◆ **TASK DETAILS**
Can you copy out every one of the rows below word for word?

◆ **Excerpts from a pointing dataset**
-.-.-

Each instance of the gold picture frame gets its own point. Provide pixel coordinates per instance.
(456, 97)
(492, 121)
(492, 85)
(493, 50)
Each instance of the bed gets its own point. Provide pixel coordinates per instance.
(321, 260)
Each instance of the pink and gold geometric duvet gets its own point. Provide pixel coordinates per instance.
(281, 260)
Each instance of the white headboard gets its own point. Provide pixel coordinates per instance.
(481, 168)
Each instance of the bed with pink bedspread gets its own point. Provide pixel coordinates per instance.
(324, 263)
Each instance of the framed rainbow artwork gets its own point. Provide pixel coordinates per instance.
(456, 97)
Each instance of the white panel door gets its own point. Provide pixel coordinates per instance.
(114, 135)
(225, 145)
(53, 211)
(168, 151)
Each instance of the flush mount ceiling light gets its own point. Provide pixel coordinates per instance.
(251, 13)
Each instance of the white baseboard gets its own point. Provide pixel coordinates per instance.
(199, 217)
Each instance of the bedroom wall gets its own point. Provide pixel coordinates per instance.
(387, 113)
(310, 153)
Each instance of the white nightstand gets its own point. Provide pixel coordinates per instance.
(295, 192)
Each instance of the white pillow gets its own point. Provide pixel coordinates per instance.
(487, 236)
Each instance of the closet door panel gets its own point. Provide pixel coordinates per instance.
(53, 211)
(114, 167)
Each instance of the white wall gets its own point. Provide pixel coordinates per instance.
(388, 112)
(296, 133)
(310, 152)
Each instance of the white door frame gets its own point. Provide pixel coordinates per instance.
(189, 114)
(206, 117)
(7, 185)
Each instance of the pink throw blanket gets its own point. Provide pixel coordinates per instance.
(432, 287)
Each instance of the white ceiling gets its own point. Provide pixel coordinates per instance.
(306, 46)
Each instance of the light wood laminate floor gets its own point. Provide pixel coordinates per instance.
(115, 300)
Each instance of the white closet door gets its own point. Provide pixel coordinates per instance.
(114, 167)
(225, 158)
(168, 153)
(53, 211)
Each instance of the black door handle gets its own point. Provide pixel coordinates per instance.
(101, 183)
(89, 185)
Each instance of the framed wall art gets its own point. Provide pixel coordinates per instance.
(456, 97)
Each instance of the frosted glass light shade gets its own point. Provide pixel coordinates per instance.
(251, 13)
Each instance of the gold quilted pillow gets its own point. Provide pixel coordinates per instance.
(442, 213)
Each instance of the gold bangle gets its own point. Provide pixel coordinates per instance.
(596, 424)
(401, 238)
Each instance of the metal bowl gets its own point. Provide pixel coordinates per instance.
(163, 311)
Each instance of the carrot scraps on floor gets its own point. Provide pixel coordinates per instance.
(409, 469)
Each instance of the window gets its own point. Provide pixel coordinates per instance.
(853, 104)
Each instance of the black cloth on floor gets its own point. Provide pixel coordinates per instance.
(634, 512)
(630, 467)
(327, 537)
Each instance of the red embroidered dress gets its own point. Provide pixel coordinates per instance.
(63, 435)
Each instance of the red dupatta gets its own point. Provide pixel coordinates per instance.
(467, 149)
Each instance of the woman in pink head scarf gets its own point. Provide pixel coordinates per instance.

-.-.-

◆ **THE REPLY**
Each instance of the gold picture frame gets its own point. Provide pixel coordinates per instance.
(456, 97)
(492, 121)
(492, 85)
(493, 50)
Each instance of the bed gets its own point. Provide pixel coordinates per instance.
(321, 260)
Each instance of the pink and gold geometric duvet gets its own point. Provide pixel coordinates per instance.
(281, 260)
Each instance of the white headboard gets its own point. Provide pixel coordinates per instance.
(481, 168)
Each instance of the bed with pink bedspread gets its own point. Provide pixel coordinates per instance.
(324, 263)
Each instance of the framed rainbow artwork gets its own point. Provide pixel coordinates per instance.
(456, 97)
Each instance of the white panel door gets its own point. Provide pixel coordinates per instance.
(114, 135)
(225, 145)
(53, 211)
(168, 151)
Each instance of the flush mount ceiling light gets its own point. Provide pixel coordinates per instance.
(251, 13)
Each instance of the white baseboard gets its own point. Provide pixel coordinates per instance.
(199, 217)
Each instance of the bedroom wall gets its own point. Provide pixel coordinates per instance.
(387, 113)
(310, 153)
Each instance of the white nightstand gets its own point. Provide pixel coordinates per instance.
(295, 192)
Each instance of the white pillow gets its own point. Provide pixel coordinates per instance.
(487, 236)
Each instance of the closet door panel gets its own point. Provide pixel coordinates per instance.
(53, 211)
(114, 167)
Each instance of the white wall gets its own point. Provide pixel coordinates per instance.
(388, 112)
(296, 133)
(310, 152)
Each instance of the white door frame gets its own point. Provide pixel coordinates per instance.
(189, 114)
(206, 117)
(7, 185)
Each instance of the pink throw blanket gets its own point. Provide pixel coordinates per instance.
(432, 287)
Each instance of the white ceiling gets its own point. Provide pixel coordinates per instance.
(306, 46)
Each instance of the light wood laminate floor gets its own point. Provide pixel coordinates per instance.
(115, 300)
Each instance of the white closet door gets its own point. Provide pixel coordinates per instance.
(114, 167)
(225, 158)
(168, 153)
(53, 211)
Each instance of the black door handle gets its own point. Provide pixel coordinates per instance.
(101, 183)
(89, 185)
Each instance of the framed wall art gets its own point. Provide pixel coordinates per instance.
(456, 97)
Each instance of the frosted glass light shade gets its own point. Provide pixel coordinates per instance.
(251, 13)
Each instance of the gold quilted pillow gets its own point. Provide pixel coordinates per instance.
(442, 213)
Each instance of the gold bangle gets its own point. Provide pixel coordinates per instance.
(596, 424)
(401, 238)
Each instance of the metal bowl gets its own point. Provide pixel coordinates per instance.
(163, 311)
Each instance of the carrot scraps on floor gets its own point. Provide pixel coordinates per instance.
(409, 469)
Each instance of the window gets its own point. Provide pixel coordinates per instance.
(853, 104)
Each instance of the black cloth on floor gets its own point. Provide pixel coordinates per instance.
(634, 512)
(630, 467)
(327, 537)
Each instance of the red embroidered dress gets its own point. Provide pixel coordinates per instance.
(63, 435)
Each instance of the red dupatta gets its own point. Provide pixel coordinates per instance.
(467, 149)
Each instance of the woman in pink head scarf gets its own point. Provide pixel coordinates per instance.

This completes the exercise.